» Tâches à réaliser
1/ Indiquez qui a réalisé le docu-fiction The American Dreamer, selon le texte sur ce film.
2/ Poursuivez le texte sur The American Dreamer à la suite de sa dernière phrase.
=== Extrait du texte ===
Le succès fou et inattendu d’Easy Rider a marqué ce qui est aujourd’hui considéré comme l’un des tournants les plus importants de l’histoire du cinéma américain, faisant de son acteur-réalisateur Dennis Hopper le roi improbable du Nouvel Hollywood. Alors en plein montage de son prochain film, The Last Movie, méditation profondément personnelle sur la signification du cinéma et son processus de création, Dennis Hopper accepte d’être la star d’un docu-fiction, The American Dreamer, réalisé par Lawrence Schiller et L.M. Kit Carson. L’artiste souhaite que la sortie des deux films soit concomitante afin d’alimenter son statut d’icône de la nouvelle génération. Seulement, Hopper semble plus intéressé par son rôle que par le bouclage de son propre long-métrage. En réalité, il fait face à de sérieux doutes et lutte pour monter The Last Movie...
Loin d’être un documentaire linéaire, « The American Dreamer » de Lawrence Schiller (Marilyn, une vie inachevée) et L.M. Carson (A Bout de Course) c’est avant tout un voyage dans l’univers d’un réalisateur acteur dépassé par son art peut-être même par les substances qu’il s’envoie de façon intensive. Tout le monde connaît, de nom en tout cas, à défaut de l’avoir vu : « Easy Rider », mais personne ne sait réellement tout ce qui en découla, car si le nom de Dennis Hooper en tant que réalisateur est associé à celui de ce film avant-gardiste, son succès semble avoir fait tourné la ^tête de son auteur et celui-ci apparaît dans ce faux documentaire comme une sorte de gourou plus intéressé par le personnage qu’il est en train de composer face à la caméra des deux réalisateurs qu’au montage de son second film « The Last Movie » qui s’avèrera être un naufrage dans tous les sens du terme.
=== Données présentées ===
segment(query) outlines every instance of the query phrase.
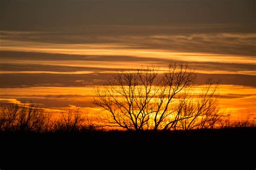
===
» Corrigé de l'exercice
1/ Lawrence Schiller et L.M. Kit Carson.

2/
Si l’ensemble peut apparaître comme une sorte de délire psychédéliques réalisé par des Hippies sous influences médicinales, il y a tout de même quelques fulgurances dans ce faux-documentaire, celle de voir un réalisateur se laisser déborder par un autre projet au détriment d’une autre. L’acteur et réalisateur n’arrivent pas à s’entendre et Denis Hooper s’amuse à jouer les personnages à la Manson, avec des filles un peu partout à qui l’on demande tout et n'importe quoi, un personnage principal qui se lance dans des discours psychédéliques et souvent décousues, ou encore se laisse aller à des scènes où on le voit divaguer comme une marionnette mal maitrisée par son marionnettiste.
Pourtant, un détour de plusieurs séquences réussit, nous voyons Hooper au travail, on y découvre un artiste précis, qui cherche à chaque fois à surprendre, comme la scène où il est dans une pièce au milieu de centaines de photos qu’il a prise à chercher celle qui parle le plus. Ou encore lorsqu’il est en train de regarder les séquences de son film alors en tournage, le regard un peu vide comme s’il n’arrivait pas à avoir la fulgurance qui lui permette de lier son œuvre. « The American Dreamer » inspirera à Casey Affleck (Ocean’s Eleven) et Joaquim Phoenix (Gladiator) leur vrai faux docu « I’m Still Here » en 2010.